Tasks to perform:
1) In the text on inpatient detox below, reproduce everything from "In most cases, detox" down to "detox you choose.".
2) Translate this sentence from the inpatient detox text below into Spanish: "In most cases, detox takes between 3 and 14 days depending on the substance, the type of detox, and the extent of your addiction or chemical dependence."

--- Extracted text ---

In most cases, detox takes between 3 and 14 days depending on the substance, the type of detox, and the extent of your addiction or chemical dependence.

What’s Included in Inpatient Detox?

Any inpatient detox program will include a combination of social support, group therapy, emotional support from staff, counseling, and medical supervision and attention. The extent and quality of each element of care changes based on the program, personalization options, and the type of detox you choose.

Medical Supervision – No matter which type of detox you’re in, you need medical supervision to ensure that symptoms do not become more severe and that complications do not occur. For example, about 5% of all alcohol detox patients develop delirium tremens, a potentially fatal complication of withdrawal, and must be medically monitored and treated to prevent symptoms from worsening. Even relatively light cases of withdrawal can be medically significant, with risks of heart problems, choking, and major paranoia and panic interfering with the patient’s health and recovery.

Therapy and Counseling – While behavioral therapy intended to treat the behavioral problems behind addiction will begin after detox, it’s often a valuable part of detox as well. Counseling and support during detox give you the support you need to withdraw from the drug or alcohol while learning to handle cravings in a safe and healthy way, which will set you up for better success during recovery. This will include treatment for dual diagnosis disorders such as anxiety or depression which become evident during detox.

Clinical Comfort – Any detox program will focus attention on maintaining clinical comfort so that you can detox in dignity and comfort. This typically includes managing withdrawal symptoms, offering social and emotional support, and a comfortable or home-like environment throughout the withdrawal process.

--- Recorded information ---

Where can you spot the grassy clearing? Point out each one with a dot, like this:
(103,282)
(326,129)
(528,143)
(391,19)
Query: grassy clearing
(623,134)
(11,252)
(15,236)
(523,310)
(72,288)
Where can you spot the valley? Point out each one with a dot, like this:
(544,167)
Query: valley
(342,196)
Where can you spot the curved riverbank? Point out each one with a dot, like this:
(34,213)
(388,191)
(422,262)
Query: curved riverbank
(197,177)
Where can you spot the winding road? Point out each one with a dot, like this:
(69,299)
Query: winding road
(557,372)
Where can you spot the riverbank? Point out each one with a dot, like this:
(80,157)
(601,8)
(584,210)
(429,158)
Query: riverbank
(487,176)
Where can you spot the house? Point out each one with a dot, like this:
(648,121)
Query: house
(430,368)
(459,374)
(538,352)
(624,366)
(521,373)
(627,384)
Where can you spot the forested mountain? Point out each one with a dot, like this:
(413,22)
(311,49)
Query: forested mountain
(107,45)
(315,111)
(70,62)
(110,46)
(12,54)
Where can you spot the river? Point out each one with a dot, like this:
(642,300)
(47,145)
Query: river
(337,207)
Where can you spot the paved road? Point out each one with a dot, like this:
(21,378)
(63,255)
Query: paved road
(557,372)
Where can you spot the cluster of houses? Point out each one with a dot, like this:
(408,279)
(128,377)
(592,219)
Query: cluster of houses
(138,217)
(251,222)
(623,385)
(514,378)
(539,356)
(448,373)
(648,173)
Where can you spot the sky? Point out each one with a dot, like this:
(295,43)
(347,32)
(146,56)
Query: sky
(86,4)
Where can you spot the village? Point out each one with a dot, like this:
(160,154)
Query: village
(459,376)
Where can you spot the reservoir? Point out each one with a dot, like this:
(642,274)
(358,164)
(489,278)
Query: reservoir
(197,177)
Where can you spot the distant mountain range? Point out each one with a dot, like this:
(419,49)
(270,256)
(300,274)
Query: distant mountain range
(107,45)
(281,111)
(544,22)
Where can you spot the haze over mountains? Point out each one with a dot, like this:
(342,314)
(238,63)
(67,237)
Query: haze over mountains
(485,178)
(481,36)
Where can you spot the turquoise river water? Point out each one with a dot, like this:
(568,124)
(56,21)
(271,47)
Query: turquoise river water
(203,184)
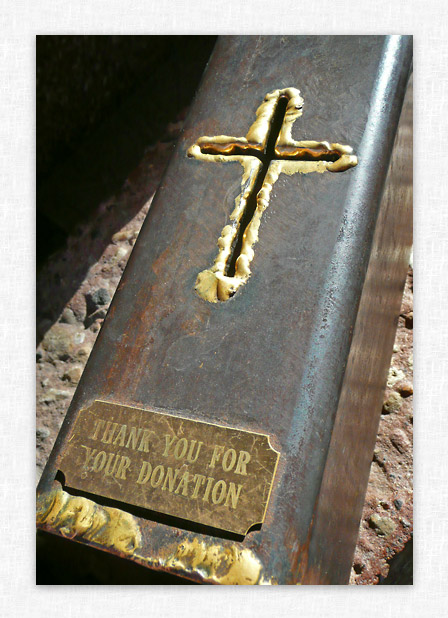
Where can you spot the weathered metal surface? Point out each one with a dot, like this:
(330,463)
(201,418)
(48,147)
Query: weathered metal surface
(200,472)
(272,359)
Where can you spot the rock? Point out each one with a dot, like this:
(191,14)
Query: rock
(392,403)
(406,389)
(400,441)
(409,319)
(73,375)
(42,433)
(54,394)
(398,503)
(124,235)
(383,526)
(100,297)
(97,299)
(83,353)
(91,319)
(120,254)
(67,316)
(79,338)
(395,375)
(58,342)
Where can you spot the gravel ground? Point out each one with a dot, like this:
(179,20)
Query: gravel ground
(74,289)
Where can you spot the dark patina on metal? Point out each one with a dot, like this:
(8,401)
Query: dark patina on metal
(300,354)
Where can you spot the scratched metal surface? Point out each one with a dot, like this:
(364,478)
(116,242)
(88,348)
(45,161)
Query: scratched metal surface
(271,359)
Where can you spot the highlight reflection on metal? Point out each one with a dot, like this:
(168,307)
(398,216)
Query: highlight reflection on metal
(260,169)
(209,474)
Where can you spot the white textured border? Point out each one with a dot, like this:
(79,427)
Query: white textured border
(20,21)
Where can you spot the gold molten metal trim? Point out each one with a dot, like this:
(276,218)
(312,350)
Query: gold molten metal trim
(213,284)
(78,518)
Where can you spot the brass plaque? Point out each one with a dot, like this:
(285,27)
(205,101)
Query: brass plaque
(205,473)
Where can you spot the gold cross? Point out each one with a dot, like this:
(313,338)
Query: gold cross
(267,151)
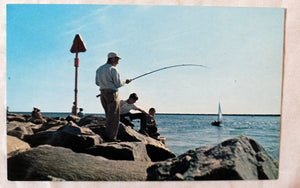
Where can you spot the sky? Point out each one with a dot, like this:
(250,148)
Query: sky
(242,49)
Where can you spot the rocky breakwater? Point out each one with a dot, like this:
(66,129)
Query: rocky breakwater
(240,158)
(73,149)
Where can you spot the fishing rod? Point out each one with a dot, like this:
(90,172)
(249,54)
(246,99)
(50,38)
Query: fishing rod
(168,67)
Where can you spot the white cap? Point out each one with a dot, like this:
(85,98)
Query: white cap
(113,54)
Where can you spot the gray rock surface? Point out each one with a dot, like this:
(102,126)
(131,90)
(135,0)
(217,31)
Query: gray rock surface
(69,136)
(15,146)
(57,164)
(135,151)
(240,158)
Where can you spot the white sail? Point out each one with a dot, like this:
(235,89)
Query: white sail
(219,113)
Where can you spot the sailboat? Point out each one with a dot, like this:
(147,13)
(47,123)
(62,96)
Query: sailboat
(218,123)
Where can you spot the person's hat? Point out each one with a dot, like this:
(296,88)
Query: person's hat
(113,54)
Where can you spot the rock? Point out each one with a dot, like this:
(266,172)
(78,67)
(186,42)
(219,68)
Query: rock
(240,158)
(51,123)
(156,150)
(19,129)
(73,118)
(69,136)
(15,146)
(16,117)
(135,151)
(57,163)
(92,119)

---

Responses in order:
1)
In most cases, detox takes between 3 and 14 days depending on the substance, the type of detox, and the extent of your addiction or chemical dependence.

What’s Included in Inpatient Detox?

Any inpatient detox program will include a combination of social support, group therapy, emotional support from staff, counseling, and medical supervision and attention. The extent and quality of each element of care changes based on the program, personalization options, and the type of detox you choose.

2) En la mayoría de los casos, la desintoxicación dura entre 3 y 14 días, según la sustancia, el tipo de desintoxicación y el grado de tu adicción o dependencia química.